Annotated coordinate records
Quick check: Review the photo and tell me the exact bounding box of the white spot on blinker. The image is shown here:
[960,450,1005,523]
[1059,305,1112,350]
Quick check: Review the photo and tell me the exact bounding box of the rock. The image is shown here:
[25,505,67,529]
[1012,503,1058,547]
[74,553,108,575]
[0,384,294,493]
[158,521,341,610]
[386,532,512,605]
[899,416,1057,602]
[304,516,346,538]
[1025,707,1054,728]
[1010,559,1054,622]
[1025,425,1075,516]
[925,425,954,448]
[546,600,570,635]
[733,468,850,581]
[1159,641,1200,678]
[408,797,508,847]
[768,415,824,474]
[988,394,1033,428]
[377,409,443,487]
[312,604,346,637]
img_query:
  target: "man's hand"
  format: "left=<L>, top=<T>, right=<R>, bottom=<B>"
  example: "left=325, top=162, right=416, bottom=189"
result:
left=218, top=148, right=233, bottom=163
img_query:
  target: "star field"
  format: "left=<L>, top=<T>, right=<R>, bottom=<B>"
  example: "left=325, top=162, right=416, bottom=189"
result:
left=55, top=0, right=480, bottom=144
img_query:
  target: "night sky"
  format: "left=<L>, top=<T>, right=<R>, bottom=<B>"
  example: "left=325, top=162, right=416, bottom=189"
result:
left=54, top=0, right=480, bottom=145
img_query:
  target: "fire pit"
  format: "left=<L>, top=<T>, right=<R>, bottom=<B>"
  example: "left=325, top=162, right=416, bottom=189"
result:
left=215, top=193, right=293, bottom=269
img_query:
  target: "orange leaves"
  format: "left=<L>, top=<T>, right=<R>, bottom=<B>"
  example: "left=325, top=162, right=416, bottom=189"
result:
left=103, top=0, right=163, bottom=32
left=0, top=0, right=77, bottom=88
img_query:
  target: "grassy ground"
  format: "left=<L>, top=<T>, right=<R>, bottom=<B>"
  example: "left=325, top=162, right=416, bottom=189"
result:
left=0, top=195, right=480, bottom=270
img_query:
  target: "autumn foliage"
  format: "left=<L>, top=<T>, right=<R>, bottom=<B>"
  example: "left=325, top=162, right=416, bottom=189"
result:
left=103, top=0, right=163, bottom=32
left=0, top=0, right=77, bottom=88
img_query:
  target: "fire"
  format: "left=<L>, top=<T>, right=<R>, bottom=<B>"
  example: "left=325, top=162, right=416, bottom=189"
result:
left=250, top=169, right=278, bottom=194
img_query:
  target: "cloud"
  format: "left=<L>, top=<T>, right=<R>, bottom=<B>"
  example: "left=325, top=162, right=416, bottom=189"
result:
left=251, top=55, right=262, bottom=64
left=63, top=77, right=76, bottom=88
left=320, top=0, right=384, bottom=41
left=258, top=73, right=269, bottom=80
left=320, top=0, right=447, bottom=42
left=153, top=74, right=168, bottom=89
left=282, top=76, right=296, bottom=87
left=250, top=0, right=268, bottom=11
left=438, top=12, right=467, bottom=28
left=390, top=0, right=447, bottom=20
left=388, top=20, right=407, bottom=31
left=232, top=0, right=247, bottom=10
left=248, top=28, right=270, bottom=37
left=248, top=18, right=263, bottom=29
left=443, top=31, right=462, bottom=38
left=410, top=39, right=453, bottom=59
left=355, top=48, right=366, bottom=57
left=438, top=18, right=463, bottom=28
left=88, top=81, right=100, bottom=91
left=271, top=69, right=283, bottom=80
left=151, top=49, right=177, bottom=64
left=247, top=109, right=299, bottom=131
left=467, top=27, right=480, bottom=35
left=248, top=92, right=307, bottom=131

Given task ->
Pick out every line in the rows above that contains the word "tell", and copy each one in full.

Output for this exercise ->
Quick check: Review the photo and tell me the exact bounding box of the white spot on blinker. The image is shown here:
Quick check: Review the photo and tell me the exact bounding box of the rock. The image is shown here:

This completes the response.